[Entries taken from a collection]
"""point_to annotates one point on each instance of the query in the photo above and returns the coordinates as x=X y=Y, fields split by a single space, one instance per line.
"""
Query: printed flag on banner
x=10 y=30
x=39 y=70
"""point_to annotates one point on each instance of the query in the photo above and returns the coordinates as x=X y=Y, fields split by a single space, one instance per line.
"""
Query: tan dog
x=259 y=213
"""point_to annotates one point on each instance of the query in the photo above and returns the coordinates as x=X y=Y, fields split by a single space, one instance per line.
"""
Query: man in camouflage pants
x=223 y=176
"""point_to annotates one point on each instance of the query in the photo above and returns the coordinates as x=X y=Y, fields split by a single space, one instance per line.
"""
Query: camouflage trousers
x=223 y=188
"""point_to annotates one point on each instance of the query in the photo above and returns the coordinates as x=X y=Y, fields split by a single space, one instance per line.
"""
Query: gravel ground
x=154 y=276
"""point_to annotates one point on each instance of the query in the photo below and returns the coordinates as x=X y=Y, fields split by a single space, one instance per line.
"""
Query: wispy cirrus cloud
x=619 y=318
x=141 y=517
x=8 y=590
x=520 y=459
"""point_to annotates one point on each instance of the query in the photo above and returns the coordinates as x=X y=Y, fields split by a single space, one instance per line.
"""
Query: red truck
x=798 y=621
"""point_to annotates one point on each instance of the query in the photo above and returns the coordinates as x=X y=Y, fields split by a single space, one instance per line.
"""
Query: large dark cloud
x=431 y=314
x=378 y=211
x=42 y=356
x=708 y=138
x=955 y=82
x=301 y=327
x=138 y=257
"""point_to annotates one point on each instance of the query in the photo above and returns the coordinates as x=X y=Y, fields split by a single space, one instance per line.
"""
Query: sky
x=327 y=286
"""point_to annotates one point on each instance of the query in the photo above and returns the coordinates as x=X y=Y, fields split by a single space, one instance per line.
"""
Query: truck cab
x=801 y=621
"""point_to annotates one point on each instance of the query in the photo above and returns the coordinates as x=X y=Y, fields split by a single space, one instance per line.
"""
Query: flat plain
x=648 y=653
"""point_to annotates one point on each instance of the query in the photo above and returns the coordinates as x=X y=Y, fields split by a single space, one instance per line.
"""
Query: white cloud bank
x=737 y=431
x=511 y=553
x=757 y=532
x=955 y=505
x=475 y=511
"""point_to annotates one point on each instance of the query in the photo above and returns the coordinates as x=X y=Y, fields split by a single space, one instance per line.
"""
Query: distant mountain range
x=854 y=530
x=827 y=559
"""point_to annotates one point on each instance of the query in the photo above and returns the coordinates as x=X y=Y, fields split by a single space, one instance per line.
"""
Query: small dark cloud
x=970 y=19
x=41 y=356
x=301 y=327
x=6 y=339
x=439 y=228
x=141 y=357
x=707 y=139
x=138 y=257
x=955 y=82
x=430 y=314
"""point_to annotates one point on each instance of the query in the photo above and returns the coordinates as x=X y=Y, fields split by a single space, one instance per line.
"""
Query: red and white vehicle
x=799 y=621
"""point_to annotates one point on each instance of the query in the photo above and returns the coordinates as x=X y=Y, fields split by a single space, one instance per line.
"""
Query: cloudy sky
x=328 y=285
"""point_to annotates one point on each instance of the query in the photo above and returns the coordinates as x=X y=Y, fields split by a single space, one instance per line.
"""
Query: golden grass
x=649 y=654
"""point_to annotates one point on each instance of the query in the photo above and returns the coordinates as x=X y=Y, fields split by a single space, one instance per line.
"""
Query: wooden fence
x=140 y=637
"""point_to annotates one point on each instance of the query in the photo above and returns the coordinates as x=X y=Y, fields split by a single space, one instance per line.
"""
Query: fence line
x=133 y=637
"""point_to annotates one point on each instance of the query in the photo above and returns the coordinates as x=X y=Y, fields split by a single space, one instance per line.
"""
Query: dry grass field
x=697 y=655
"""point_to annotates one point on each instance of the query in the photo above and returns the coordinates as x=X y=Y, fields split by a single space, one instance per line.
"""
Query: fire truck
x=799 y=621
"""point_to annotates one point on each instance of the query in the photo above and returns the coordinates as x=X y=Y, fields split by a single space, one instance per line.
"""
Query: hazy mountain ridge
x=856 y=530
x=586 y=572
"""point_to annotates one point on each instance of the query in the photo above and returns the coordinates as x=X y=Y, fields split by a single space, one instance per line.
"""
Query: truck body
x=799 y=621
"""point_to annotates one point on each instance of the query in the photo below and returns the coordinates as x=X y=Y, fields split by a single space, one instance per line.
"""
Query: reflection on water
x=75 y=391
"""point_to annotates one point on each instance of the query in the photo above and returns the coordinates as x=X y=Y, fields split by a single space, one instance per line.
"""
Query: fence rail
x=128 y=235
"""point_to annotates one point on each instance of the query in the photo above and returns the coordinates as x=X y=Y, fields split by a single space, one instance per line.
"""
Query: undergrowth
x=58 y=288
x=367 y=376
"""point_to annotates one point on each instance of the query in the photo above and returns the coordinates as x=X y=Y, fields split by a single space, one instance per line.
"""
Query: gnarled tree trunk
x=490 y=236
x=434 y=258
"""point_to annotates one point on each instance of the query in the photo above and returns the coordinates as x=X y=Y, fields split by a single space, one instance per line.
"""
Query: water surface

#### [Assigned task]
Copy all records verbatim.

#### [Worked solution]
"""point_to annotates one point on each instance of the query in the photo above and returns the coordinates as x=X y=Y, fields split by a single space, one instance per line.
"""
Query: printed flag on banner
x=10 y=30
x=39 y=70
"""point_to annotates one point on each instance of the query in the photo above and returns the coordinates as x=X y=Y, fields split by a single space, one instance per line.
"""
Query: tan dog
x=259 y=213
"""point_to annotates one point on each instance of the query in the photo above and returns the coordinates as x=X y=Y, fields split by a single space, one instance per line.
"""
Query: man in camouflage pants
x=223 y=176
"""point_to annotates one point on each instance of the query in the photo above and returns the coordinates as x=X y=Y, fields split by a single space, one instance per line.
"""
Query: camouflage trousers
x=223 y=188
"""point_to annotates one point on each instance of the query in the photo above and returns the coordinates as x=X y=Y, fields split by a single space, one instance per line.
"""
Query: gravel ground
x=154 y=276
"""point_to annotates one point on each instance of the query in the photo below and returns the coordinates as x=X y=Y, fields split by a single space, one instance per line.
"""
Query: wispy cirrus cloud
x=619 y=318
x=141 y=517
x=8 y=590
x=520 y=459
"""point_to annotates one point on each instance of the query in the photo above and returns the coordinates as x=X y=Y, fields split by a single space, one instance per line.
"""
Query: red truck
x=798 y=621
"""point_to annotates one point on each instance of the query in the photo above and returns the coordinates as x=X y=Y, fields split by a single space, one instance per line.
"""
Query: large dark cloud
x=431 y=314
x=378 y=211
x=42 y=356
x=708 y=138
x=955 y=82
x=301 y=327
x=138 y=257
"""point_to annotates one point on each instance of the query in the photo above and returns the coordinates as x=X y=Y, fields split by a single space, one instance per line.
"""
Query: sky
x=327 y=286
"""point_to annotates one point on each instance of the query in the photo above and returns the coordinates as x=X y=Y, fields split by a single space, one instance per line.
"""
Query: truck cab
x=801 y=621
"""point_to annotates one point on each instance of the query in the photo above and returns the coordinates as x=X y=Y, fields split by a single space, one instance per line.
"""
Query: flat plain
x=648 y=653
"""point_to annotates one point on each instance of the query in the photo above and returns the coordinates as x=X y=Y, fields split by a single space, one instance per line.
"""
Query: white cloud bank
x=737 y=431
x=511 y=553
x=757 y=532
x=955 y=505
x=475 y=511
"""point_to annotates one point on each instance of the query in the photo above and returns the coordinates as x=X y=Y, fields split by a single space, one instance per line.
"""
Query: distant mountain range
x=854 y=530
x=827 y=559
"""point_to annotates one point on each instance of the query in the photo above and returns the coordinates as x=X y=Y, fields split by a single space, one instance per line.
"""
Query: small dark cloud
x=970 y=19
x=41 y=356
x=301 y=327
x=6 y=339
x=439 y=228
x=141 y=357
x=707 y=139
x=138 y=257
x=955 y=82
x=430 y=314
"""point_to annotates one point on each instance of the query in the photo above and returns the coordinates as x=X y=Y, fields split by a single space, one instance per line.
"""
Query: red and white vehicle
x=799 y=621
"""point_to annotates one point on each instance of the query in the photo above and returns the coordinates as x=X y=Y, fields split by a single space, one instance per line.
"""
Query: cloudy sky
x=328 y=285
"""point_to annotates one point on each instance of the query in the photo above and returns the coordinates as x=X y=Y, fields split by a single space, one instance per line.
"""
Query: golden grass
x=649 y=654
"""point_to annotates one point on each instance of the query in the photo above and returns the coordinates as x=X y=Y, fields split by a single space, one instance per line.
"""
Query: wooden fence
x=140 y=637
"""point_to annotates one point on each instance of the query in the photo above and returns the coordinates as x=X y=Y, fields split by a single space, one instance per line.
"""
Query: fence line
x=133 y=637
"""point_to annotates one point on each instance of the query in the photo above and returns the coordinates as x=X y=Y, fields split by a single space, one instance per line.
"""
Query: dry grass field
x=697 y=655
"""point_to annotates one point on each instance of the query in the photo above and returns the coordinates as x=X y=Y, fields split by a single space, one instance per line.
"""
Query: fire truck
x=799 y=621
"""point_to annotates one point on each instance of the query in the photo above and returns the coordinates as x=X y=Y, fields split by a single space, one instance per line.
"""
Query: hazy mountain ridge
x=856 y=530
x=586 y=572
"""point_to annotates one point on each instance of the query in the photo above and returns the coordinates as x=X y=Y, fields split by a single space, one instance per line.
"""
Query: truck body
x=799 y=621
"""point_to annotates one point on each instance of the query in the photo below and returns the coordinates as x=X y=Y, fields split by a single space, one instance per line.
"""
Query: reflection on water
x=75 y=391
"""point_to annotates one point on each instance of the query in the photo above and returns the coordinates as x=X y=Y, fields split by a single space, one instance per line.
"""
Query: fence rail
x=128 y=235
"""point_to annotates one point on each instance of the query in the photo above and returns the coordinates as x=X y=Y, fields split by a single space, one instance per line.
"""
Query: undergrowth
x=58 y=288
x=367 y=376
"""point_to annotates one point on each instance of the query in the photo above and returns the coordinates as x=X y=Y, fields split by a single space, one instance per line.
"""
Query: gnarled tree trunk
x=490 y=236
x=434 y=258
"""point_to annotates one point on each instance of the query in the photo above and returns the coordinates as x=X y=Y, fields split by a single space, one instance per line.
"""
Query: water surface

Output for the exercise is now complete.